• [Texto dado]
◆ ◆ ◆ ◆ ◆ ◆ ◆
10.30.2010

A Internacional

"De pé, ó vítimas da fome
De pé famélicos da terra
Da ideia a chama já consome
A crosta bruta que a soterra"

Os progenitores iam a cantá-la no carro durante a viagem ...
... e eu entretida a pensar: "era ouriço-cacheiro para parar no meio da faixa de rodagem de um IP e ficar extasiada a olhar para os faróis de um carro".
Eventualmente, o seu pneu acabaria por me esborrachar, mas nessa altura estaria demasiado concentrada a pensar naquela brilhante e quente luzinha, tão reconfortante - o que me leva a questionar: o pico de um ouriço conseguirá furar o pneu de um carro? Em caso afirmativo, e pertencendo o carro ao legislador, seria um ouriço feliz .

10.25.2010

Emancipação

Ontem emancipei-me definitivamente!
O que espoletou (obrigada Gersão pela tua infinita sabedoria =) o verbo deriva da palavra "espoleta" e, aparentemente, o verbo "despoletar", apesar de dito amiúde, não consta do dicionário) tal acontecimento? Ter tido de passar os meus lençóis a ferro!
Aparentemente é um acontecimento trivial, sobretudo quando, há muito, aprendi a gerir as tarefas domésticas: desde adolescente que a minha roupa é segregada, cabendo-me cuidar dela semanalmente, limpo a casa - sem os progenitores presentes porque não gosto que me importunem e questionem os meus métodos -, cozinho ... mas passar a ferro os lençóis é um marco.
Vivendo numa casa que funciona em esquema de residência de estudantes, habituei-me a não dar como certa a existência de provisões no frigorífico e a ver o pó acumular-se nas prateleiras até que alguém, atacado por alergias incapacitantes, se veja obrigado, entre espirros e olhos lacrimejantes, a fazer a limpeza anual. Tal como me habituei a só comer torradas e a gostar de côdeas de pão seco - aliás, quanto mais secas melhor, o que só pode entender-se como uma manifestação de um apurado instinto de sobrevivência, prova irrefutável da evolução das espécies (para quem ainda tinha dúvidas)!
Mas ter de passar a ferro os meus lençóis é um inédito e consubstancia uma viragem fulcral no meu processo de crescimento, provando em definitivo que me basto a mim mesma.
Os progenitores surgem, hoje, apenas como indicadores do índice de subversão do sistema relacional que instituímos em nossa casa.

10.24.2010

"Nowhere Man"



nos maus dias ouço Beatles e espero ficar melhor .. nem sempre resulta. 
quando estou num dia mesmo mau, é inevitável ficar a pensar em coisas que não me levam a lado nenhum! 

10.21.2010

"Life Ain't Enough For You"
◆ ◆ ◆ ◆ ◆ ◆ ◆
No texto dado, que tarefa levou quem escreve a declarar a sua emancipação definitiva?

• [Dados fornecidos]
◆ ◆ ◆ ◆ ◆ ◆ ◆
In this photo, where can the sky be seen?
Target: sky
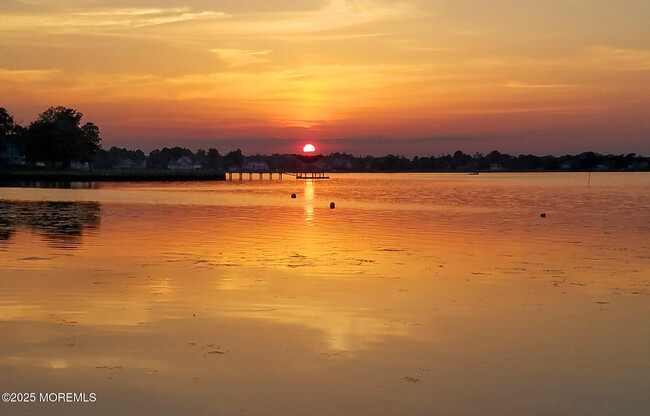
◆ ◆ ◆ ◆ ◆ ◆ ◆
• [Resposta esperada] Ter de passar os seus lençóis a ferro.